Material supplied ->

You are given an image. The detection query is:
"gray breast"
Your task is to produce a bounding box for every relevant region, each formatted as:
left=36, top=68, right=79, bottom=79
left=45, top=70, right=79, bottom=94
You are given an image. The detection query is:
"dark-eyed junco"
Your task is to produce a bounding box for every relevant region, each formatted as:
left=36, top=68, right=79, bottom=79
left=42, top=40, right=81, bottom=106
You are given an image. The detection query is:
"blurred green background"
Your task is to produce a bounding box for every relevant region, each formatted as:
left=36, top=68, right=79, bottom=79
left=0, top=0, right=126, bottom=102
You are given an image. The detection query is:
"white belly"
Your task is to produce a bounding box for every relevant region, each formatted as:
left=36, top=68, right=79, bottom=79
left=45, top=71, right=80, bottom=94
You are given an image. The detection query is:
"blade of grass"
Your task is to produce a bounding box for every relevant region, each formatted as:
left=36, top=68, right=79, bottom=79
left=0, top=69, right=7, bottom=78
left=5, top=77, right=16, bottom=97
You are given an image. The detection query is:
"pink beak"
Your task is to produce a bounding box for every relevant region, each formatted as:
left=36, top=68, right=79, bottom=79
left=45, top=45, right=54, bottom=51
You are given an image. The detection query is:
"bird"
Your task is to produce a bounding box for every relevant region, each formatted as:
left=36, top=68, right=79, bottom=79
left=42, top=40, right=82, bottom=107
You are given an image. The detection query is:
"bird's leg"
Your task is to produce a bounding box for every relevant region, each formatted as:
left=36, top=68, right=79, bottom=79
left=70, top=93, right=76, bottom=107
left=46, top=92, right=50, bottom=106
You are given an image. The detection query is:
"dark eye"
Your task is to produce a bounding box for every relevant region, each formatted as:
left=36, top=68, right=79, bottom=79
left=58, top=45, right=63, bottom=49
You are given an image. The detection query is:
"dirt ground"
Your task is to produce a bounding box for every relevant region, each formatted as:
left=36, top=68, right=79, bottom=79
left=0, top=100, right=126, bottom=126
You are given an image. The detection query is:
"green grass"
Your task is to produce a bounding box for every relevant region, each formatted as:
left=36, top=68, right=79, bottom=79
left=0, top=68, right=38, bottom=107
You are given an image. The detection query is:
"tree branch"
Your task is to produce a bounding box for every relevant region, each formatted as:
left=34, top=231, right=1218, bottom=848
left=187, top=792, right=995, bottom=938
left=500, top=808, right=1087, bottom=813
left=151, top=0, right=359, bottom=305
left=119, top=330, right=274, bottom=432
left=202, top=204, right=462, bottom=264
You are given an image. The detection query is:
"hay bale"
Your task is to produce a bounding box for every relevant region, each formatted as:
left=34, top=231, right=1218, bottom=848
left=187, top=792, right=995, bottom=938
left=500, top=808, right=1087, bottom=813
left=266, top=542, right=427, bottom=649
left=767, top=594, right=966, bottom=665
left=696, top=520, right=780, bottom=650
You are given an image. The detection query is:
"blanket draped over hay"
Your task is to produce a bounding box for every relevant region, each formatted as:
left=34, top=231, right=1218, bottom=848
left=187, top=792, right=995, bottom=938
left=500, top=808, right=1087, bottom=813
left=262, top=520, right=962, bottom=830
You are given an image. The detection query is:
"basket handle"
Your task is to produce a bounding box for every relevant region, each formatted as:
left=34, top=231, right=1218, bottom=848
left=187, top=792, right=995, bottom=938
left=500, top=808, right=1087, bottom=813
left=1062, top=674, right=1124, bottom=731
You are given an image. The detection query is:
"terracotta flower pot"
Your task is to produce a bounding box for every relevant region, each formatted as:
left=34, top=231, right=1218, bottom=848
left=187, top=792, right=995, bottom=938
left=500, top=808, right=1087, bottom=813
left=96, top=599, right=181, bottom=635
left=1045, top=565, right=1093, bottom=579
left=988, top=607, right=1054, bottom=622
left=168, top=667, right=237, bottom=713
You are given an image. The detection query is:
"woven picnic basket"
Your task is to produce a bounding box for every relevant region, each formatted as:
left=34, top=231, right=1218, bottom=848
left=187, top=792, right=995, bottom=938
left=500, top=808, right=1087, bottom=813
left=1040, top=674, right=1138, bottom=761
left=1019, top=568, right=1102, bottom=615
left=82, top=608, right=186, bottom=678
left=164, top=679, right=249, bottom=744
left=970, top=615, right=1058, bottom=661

Problem statement ->
Please pull out every line of the material above that contains the string "green", treating uppercase and lowercase letters as different.

Written response ->
"blurred green background"
"green grass"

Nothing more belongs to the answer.